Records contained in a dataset
:::

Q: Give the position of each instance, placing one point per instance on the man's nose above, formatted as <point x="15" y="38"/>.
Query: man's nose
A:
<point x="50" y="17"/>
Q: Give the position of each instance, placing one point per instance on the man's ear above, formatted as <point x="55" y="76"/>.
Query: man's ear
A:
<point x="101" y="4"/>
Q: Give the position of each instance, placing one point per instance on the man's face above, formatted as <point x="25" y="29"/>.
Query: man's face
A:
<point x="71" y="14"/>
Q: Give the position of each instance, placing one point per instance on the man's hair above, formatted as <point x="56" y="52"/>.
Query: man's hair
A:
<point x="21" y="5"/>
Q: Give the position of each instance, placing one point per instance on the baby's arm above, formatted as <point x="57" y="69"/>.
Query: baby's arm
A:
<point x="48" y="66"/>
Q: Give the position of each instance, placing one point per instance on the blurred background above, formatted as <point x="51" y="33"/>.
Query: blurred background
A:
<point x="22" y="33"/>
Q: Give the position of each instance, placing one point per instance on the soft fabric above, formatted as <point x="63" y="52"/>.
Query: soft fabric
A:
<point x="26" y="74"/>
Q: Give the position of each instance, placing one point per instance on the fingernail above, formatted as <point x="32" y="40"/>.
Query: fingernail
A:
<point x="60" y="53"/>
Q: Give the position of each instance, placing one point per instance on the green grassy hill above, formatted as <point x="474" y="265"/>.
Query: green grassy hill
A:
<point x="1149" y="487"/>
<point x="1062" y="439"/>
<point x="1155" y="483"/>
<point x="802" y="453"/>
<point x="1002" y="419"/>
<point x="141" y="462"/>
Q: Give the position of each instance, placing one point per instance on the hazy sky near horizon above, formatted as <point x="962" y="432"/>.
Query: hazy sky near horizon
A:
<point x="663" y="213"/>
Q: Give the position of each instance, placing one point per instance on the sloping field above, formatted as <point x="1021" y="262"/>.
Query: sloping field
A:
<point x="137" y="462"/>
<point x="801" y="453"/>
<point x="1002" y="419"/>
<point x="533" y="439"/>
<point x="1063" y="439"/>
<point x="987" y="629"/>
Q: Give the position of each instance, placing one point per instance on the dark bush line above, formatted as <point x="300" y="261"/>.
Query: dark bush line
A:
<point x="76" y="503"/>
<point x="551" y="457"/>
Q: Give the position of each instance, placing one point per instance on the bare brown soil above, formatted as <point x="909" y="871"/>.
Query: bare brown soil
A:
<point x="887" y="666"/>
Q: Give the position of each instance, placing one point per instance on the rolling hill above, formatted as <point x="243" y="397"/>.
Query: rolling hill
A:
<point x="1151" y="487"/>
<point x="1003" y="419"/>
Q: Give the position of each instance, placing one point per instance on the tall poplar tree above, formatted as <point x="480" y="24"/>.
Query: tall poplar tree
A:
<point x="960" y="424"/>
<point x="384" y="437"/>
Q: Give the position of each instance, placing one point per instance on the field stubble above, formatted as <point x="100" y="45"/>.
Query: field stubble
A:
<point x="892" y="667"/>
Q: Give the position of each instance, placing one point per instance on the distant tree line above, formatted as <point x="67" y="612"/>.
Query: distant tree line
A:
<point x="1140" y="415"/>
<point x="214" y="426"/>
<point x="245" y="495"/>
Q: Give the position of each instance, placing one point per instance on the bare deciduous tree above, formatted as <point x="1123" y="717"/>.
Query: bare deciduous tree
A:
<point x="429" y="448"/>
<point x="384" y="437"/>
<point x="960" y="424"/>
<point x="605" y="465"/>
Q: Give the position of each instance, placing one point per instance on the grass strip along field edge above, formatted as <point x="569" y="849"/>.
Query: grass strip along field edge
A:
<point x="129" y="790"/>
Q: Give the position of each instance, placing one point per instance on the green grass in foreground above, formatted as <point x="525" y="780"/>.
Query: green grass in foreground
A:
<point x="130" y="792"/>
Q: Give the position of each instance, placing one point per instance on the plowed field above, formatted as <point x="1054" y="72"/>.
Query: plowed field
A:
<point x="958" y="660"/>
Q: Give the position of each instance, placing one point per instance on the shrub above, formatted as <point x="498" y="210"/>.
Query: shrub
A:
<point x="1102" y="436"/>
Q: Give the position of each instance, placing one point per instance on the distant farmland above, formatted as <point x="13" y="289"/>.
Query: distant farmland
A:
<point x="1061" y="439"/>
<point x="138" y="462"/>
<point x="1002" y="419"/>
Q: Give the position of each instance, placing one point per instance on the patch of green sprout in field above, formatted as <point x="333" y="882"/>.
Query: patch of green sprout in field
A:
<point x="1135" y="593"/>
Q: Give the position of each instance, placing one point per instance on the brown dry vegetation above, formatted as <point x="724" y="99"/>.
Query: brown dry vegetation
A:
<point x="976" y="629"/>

:::

WHAT TO WORK ON:
Check how many lines in the entries contain "brown", and reply with that number alone.

EXERCISE RESULT:
4